EXERCISE INSTRUCTIONS → Examine the entries and show every line in which the word "couple" is found.

[Saved entries]

■ ■ ■ ■ ■ ■ ■

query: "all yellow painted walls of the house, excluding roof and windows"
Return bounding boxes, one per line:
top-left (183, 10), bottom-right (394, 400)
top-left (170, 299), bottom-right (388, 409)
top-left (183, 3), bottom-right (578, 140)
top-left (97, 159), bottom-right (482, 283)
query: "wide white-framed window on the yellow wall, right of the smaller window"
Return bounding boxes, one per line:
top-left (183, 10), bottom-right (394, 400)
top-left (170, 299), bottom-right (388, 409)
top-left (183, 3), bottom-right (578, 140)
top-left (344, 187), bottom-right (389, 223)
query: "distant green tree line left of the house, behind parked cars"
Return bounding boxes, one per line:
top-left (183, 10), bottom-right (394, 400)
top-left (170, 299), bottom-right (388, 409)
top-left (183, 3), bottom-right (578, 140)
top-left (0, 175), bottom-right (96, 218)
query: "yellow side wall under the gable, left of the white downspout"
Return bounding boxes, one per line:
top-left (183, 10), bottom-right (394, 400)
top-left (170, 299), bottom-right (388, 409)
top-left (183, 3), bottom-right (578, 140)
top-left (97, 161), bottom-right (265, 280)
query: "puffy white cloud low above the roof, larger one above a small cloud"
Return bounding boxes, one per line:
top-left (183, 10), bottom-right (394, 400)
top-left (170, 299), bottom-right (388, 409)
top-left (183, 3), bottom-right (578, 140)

■ ■ ■ ■ ■ ■ ■

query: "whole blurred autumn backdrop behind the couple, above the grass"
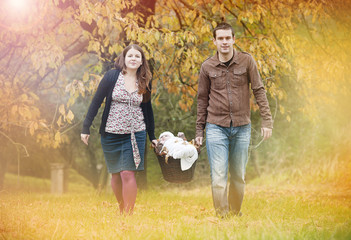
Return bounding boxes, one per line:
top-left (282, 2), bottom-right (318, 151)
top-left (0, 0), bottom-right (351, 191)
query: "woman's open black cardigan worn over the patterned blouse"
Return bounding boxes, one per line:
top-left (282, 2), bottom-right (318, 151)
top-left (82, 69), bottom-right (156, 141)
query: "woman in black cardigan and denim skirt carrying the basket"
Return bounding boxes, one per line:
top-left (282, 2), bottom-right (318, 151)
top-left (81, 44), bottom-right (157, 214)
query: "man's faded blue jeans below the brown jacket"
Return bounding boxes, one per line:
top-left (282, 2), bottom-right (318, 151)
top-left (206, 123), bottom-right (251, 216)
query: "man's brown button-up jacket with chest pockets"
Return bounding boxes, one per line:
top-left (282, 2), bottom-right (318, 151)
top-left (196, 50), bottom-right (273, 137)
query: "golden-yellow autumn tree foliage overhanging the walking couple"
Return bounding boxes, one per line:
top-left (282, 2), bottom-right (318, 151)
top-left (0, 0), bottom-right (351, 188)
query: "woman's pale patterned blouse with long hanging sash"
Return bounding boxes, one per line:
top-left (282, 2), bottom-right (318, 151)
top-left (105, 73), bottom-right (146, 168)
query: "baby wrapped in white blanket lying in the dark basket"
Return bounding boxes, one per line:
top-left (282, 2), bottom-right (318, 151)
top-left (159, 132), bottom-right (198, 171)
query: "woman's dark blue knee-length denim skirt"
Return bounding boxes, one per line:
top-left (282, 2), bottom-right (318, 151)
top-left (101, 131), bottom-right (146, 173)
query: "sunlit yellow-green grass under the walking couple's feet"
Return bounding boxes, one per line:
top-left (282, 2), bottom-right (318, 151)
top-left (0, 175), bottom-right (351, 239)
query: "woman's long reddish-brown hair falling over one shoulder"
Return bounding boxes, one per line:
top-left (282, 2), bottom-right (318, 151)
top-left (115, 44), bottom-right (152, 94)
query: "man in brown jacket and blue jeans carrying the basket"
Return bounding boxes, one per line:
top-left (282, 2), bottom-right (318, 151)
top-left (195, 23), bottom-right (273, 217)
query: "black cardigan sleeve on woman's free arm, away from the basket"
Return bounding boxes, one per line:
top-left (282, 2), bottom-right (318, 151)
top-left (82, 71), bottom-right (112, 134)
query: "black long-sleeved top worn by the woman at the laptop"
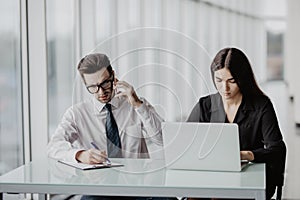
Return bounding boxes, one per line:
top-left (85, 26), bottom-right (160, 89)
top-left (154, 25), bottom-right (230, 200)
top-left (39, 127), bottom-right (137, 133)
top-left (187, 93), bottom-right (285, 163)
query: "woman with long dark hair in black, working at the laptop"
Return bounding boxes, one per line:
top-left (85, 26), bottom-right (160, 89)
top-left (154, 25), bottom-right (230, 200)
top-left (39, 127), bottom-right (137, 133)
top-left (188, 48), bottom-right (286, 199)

■ ■ ■ ■ ■ ■ ■

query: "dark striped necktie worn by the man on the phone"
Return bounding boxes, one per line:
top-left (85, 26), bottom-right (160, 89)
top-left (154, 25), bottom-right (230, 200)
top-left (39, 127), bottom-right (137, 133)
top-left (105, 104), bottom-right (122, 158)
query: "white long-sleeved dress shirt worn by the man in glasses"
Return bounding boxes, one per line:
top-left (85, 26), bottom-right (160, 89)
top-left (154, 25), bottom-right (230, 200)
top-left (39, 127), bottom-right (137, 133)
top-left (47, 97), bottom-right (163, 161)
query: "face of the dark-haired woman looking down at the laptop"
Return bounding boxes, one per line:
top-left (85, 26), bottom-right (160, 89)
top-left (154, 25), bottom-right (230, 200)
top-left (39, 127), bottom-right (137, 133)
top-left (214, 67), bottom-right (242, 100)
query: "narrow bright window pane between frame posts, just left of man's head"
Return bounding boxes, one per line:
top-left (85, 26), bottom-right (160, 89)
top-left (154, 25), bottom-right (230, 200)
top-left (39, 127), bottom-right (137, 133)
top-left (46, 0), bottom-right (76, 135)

■ ■ ■ ■ ■ ■ ■

RESPONSE AREA →
query: "whole blurred autumn backdrop behind the couple, above the grass"
query: "golden-yellow autumn tree foliage overhanging the walking couple"
query: "sunlit yellow-green grass under the walking couple's feet"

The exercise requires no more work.